What this task involves:
Reproduce the listing below word for word, with no pictures.

═════ Exercise inputs ═════

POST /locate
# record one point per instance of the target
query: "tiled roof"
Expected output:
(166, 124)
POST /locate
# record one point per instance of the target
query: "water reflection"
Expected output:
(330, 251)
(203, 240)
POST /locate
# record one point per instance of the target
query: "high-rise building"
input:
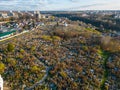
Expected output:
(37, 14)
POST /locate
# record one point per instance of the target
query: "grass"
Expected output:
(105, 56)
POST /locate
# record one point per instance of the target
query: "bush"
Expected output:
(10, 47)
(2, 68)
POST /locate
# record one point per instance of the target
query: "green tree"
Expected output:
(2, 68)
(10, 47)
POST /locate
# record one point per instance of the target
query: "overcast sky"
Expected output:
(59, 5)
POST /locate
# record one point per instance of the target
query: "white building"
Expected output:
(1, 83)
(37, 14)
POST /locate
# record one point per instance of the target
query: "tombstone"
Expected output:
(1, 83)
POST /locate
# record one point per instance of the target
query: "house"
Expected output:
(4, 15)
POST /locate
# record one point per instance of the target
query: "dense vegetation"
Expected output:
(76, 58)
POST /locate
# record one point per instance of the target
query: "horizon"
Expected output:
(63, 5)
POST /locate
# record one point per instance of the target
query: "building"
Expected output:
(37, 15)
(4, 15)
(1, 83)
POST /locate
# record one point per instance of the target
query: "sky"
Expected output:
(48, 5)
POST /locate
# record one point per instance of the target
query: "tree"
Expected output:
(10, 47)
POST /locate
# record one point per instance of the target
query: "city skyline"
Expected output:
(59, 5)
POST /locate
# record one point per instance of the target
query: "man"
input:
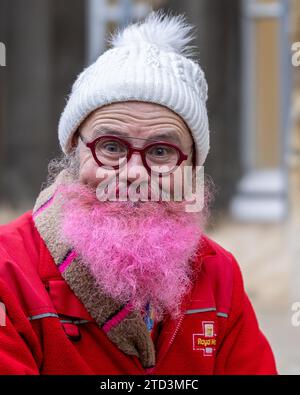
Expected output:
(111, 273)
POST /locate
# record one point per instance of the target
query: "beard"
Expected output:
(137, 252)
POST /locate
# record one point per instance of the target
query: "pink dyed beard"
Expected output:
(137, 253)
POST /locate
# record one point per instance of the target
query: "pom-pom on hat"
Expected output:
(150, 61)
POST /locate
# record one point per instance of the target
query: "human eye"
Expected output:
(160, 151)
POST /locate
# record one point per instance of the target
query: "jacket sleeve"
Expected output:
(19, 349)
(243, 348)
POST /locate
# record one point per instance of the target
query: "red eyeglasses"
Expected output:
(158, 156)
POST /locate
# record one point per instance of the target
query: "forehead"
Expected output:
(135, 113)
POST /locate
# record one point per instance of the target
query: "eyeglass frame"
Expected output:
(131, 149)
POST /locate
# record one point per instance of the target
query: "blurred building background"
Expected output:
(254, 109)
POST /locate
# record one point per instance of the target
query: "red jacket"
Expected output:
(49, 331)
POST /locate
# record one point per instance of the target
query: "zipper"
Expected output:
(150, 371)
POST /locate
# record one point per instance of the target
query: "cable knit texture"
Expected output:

═════

Full solution:
POST /locate
# record one point per instance of the target
query: "tiled roof"
Expected output:
(166, 124)
POST /locate
# record one point per instance of the target
query: "water reflection"
Expected output:
(330, 251)
(203, 240)
POST /locate
# record one point per instance of the target
query: "high-rise building"
input:
Expected output:
(37, 14)
POST /locate
# record one point per instance of the target
query: "grass"
Expected output:
(105, 56)
POST /locate
# record one point per instance of the target
query: "bush"
Expected output:
(10, 47)
(2, 68)
POST /locate
# record one point per instance of the target
query: "green tree"
Expected output:
(2, 68)
(10, 47)
POST /locate
# record one point per instance of the target
query: "overcast sky"
Expected output:
(59, 5)
POST /locate
# record one point per instance of the target
query: "white building"
Expected output:
(1, 83)
(37, 14)
POST /locate
# record one point per instance of the target
query: "tombstone"
Expected output:
(1, 83)
POST /locate
# record one point per instance of the target
query: "house"
Expected output:
(4, 15)
POST /locate
# record one point per instance of the target
query: "dense vegetation"
Expected output:
(76, 58)
POST /locate
# record one point per instance of the target
query: "horizon"
Expected output:
(63, 5)
POST /locate
# record one point per instance of the target
query: "building"
Expected output:
(37, 15)
(4, 15)
(1, 83)
POST /locate
# record one point per instance of the target
query: "sky"
Expected output:
(48, 5)
POST /locate
# record one point per instance of the target
query: "tree"
Expected output:
(10, 47)
POST /locate
# record one point per instance of the target
query: "city skyline"
Expected output:
(59, 5)
POST /locate
# record one point per instance of the target
query: "man"
input:
Expected output:
(111, 273)
POST /locate
# record one point per instance of the target
query: "beard"
Expected output:
(137, 252)
POST /locate
# record one point per instance of the target
query: "pink dyed beard"
Expected output:
(137, 253)
POST /locate
# record one point per instance of the target
query: "pom-pom on hat"
Expected output:
(150, 61)
POST /locate
# record one point per instance of the target
query: "human eye"
Expected output:
(160, 151)
POST /locate
# record one point per instance of the target
query: "jacket sleeve"
Expected output:
(19, 349)
(243, 348)
POST /locate
# record one point per instance of the target
query: "red eyeglasses"
Expected output:
(158, 156)
POST /locate
# record one point per instance of the target
query: "forehead"
Expected output:
(135, 113)
POST /locate
# record one point per instance of the target
query: "eyeglass frame"
Expected output:
(131, 149)
POST /locate
# record one point per instance of the target
query: "blurred building background"
Expected output:
(254, 109)
POST /locate
# record one point per instance of the target
query: "red jacket"
Expected output:
(49, 331)
POST /locate
# record one point per instance of the target
query: "zipper"
Expected output:
(150, 371)
POST /locate
# record one point per instance of the target
query: "cable knit texture"
Expected output:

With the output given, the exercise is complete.